Stated goal 1: Can you set down the whole Intel Edison announcement below, word for word?

Source:
++++

As part of today’s IDF 2014 keynote, Intel has announced that their Edison development platform is now shipping.

First announced back at CES, Edison is a development platform for Intel’s burgeoning Internet of Things development initiative. At just over a postage stamp in size and containing a dual-core Atom CPU and a Quark CPU, Intel is hoping to jump-start development of tiny internet-connected x86 devices by providing a complete platform for developers to use in their devices. Edison in this sense is closer to a platform on a chip than a system on a chip; it not only contains the processors and RAM, but also the wireless components, right on down to the antennas.

  Intel Edison Development Platform
CPU Dual-Core Silvermont Atom @ 500MHz +
Quark @ 100MHz
RAM 1GB LPDDR3 (2x32bit)

++++

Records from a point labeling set
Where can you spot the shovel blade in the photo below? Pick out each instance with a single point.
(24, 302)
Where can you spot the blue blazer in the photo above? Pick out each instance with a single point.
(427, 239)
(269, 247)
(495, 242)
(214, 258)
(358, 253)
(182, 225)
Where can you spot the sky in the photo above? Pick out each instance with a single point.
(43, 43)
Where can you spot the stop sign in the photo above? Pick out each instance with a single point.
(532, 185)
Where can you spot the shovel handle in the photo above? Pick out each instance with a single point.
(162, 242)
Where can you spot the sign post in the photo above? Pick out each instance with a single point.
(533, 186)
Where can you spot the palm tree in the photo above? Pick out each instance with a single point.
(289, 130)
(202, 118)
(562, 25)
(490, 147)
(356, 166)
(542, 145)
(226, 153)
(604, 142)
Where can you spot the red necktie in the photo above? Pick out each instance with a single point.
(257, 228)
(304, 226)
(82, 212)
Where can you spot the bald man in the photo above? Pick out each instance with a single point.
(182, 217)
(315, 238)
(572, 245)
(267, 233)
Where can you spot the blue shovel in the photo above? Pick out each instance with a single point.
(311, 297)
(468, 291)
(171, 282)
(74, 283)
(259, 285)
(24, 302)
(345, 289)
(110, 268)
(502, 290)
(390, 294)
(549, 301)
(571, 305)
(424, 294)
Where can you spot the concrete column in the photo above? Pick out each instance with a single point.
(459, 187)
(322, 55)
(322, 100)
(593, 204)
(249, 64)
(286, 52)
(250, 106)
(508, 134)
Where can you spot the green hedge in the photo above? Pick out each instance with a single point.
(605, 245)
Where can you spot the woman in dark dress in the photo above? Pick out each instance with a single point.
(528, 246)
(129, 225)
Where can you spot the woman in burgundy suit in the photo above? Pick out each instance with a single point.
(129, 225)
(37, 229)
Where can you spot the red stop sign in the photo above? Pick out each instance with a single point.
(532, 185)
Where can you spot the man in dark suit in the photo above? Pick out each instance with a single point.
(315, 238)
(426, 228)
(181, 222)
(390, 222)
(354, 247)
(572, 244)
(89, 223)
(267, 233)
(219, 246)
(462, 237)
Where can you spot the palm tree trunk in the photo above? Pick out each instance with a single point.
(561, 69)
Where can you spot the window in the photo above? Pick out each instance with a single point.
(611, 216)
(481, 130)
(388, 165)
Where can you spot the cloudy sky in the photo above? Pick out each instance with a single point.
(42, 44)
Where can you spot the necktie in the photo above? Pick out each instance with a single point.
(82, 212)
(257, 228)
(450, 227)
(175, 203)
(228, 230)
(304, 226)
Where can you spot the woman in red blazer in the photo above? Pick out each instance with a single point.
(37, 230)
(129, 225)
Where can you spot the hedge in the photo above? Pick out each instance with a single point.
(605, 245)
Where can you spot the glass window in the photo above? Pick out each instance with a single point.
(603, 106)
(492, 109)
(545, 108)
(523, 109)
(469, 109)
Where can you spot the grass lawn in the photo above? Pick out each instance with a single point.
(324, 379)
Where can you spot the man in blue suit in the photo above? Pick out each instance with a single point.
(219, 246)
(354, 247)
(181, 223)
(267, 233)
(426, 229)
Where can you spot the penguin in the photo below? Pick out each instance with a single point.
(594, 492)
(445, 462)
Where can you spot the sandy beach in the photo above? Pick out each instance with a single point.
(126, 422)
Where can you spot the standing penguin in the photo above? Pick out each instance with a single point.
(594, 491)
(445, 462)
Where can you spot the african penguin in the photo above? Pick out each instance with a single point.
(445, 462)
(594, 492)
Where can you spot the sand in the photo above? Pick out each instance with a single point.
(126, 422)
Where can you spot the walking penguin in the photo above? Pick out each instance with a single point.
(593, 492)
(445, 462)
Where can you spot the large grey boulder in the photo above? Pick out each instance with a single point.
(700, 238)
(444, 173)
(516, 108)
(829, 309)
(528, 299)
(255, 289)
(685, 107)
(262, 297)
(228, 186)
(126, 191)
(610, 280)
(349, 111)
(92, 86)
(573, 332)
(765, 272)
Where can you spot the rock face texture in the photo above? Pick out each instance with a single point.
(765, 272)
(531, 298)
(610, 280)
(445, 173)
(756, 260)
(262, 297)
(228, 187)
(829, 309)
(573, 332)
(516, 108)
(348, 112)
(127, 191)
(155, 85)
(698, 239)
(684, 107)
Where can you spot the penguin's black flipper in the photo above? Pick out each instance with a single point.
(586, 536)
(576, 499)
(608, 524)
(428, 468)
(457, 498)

++++

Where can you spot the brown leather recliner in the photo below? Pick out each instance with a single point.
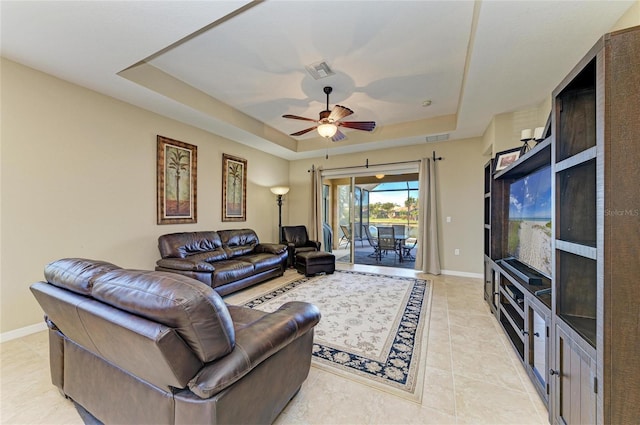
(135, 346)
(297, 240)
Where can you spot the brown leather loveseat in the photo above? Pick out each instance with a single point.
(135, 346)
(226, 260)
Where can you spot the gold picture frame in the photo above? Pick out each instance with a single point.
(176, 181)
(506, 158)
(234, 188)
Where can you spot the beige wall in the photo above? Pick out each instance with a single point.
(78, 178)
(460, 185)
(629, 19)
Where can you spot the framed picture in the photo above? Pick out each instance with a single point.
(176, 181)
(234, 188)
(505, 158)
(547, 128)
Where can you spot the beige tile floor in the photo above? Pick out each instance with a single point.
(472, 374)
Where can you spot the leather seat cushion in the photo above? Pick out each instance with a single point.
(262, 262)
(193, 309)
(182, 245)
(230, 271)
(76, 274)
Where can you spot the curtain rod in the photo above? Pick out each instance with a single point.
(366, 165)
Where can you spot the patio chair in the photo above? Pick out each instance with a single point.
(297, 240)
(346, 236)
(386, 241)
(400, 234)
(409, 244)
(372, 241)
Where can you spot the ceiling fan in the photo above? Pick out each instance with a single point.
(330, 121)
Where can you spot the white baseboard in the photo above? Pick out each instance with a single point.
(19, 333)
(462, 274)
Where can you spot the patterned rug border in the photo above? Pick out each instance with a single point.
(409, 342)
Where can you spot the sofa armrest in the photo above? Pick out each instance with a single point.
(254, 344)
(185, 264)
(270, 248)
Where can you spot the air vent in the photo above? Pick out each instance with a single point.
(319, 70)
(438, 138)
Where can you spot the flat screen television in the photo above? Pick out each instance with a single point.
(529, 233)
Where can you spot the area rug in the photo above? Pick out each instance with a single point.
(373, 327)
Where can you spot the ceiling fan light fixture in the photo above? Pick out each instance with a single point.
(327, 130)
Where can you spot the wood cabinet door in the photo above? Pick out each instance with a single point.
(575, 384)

++++

Stated goal 2: Which lines in the rows above contain the string "blazer"? Report each of them in full.

Final result 1:
As part of today’s IDF 2014 keynote, Intel has announced that their Edison development platform is now shipping.

First announced back at CES, Edison is a development platform for Intel’s burgeoning Internet of Things development initiative. At just over a postage stamp in size and containing a dual-core Atom CPU and a Quark CPU, Intel is hoping to jump-start development of tiny internet-connected x86 devices by providing a complete platform for developers to use in their devices. Edison in this sense is closer to a platform on a chip than a system on a chip; it not only contains the processors and RAM, but also the wireless components, right on down to the antennas.

  Intel Edison Development Platform
CPU Dual-Core Silvermont Atom @ 500MHz +
Quark @ 100MHz
RAM 1GB LPDDR3 (2x32bit)

Final result 2:
Where can you spot the blue blazer in the photo above? Pick out each instance with a single point.
Where can you spot the woman in red blazer in the photo above? Pick out each instance with a single point.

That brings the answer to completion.